**Deine Aufgabe:** Sammle bitte aus den Datensätzen unten jede Zeile, in der die Zeichenfolge „mirror“ vorkommt.
── Datenteil ──
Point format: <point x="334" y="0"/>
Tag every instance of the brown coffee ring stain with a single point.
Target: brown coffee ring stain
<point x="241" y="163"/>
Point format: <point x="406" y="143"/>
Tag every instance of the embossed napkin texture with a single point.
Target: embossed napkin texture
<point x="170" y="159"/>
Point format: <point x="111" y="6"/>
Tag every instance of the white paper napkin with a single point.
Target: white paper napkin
───
── Datenteil ──
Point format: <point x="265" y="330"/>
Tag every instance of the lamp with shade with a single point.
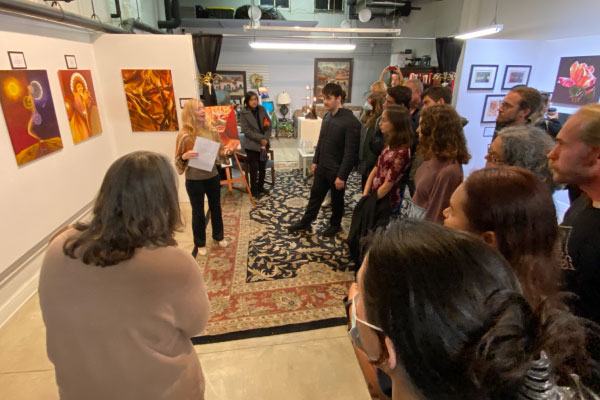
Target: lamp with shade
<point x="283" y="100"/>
───
── Datenteil ──
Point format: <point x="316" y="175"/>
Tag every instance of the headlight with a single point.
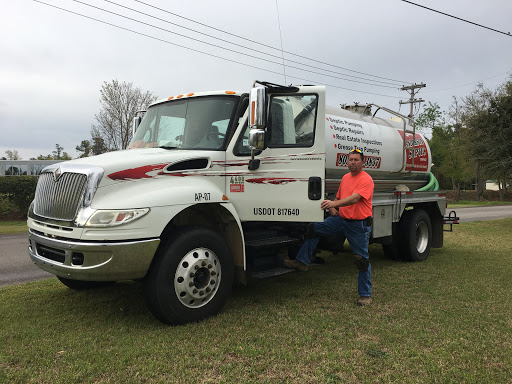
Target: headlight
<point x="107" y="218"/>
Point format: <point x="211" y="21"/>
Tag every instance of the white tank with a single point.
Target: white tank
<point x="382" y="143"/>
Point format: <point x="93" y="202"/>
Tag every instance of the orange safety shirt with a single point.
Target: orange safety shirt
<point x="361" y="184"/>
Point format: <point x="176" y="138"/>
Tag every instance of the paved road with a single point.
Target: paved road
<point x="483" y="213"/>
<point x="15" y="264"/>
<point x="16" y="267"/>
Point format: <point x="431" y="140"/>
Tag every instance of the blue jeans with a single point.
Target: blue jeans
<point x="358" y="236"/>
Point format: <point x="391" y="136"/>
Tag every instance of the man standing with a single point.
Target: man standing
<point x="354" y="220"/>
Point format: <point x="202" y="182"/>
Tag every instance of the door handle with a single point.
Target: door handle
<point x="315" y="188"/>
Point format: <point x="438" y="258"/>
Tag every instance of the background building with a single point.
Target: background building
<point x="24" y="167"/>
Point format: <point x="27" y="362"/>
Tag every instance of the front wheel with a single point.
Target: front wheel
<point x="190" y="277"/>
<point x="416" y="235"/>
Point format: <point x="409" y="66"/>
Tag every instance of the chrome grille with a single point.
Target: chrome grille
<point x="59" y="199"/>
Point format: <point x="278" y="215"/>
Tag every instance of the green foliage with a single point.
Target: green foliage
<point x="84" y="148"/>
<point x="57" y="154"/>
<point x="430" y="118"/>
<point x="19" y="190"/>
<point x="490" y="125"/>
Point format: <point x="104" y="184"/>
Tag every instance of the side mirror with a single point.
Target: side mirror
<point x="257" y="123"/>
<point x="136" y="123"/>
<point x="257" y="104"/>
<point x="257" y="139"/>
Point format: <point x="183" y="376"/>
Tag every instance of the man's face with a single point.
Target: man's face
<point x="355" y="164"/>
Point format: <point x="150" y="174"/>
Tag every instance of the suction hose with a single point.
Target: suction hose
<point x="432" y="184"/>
───
**Lösung der Aufgabe:**
Tag every instance of the side mirror with a single point.
Target: side mirror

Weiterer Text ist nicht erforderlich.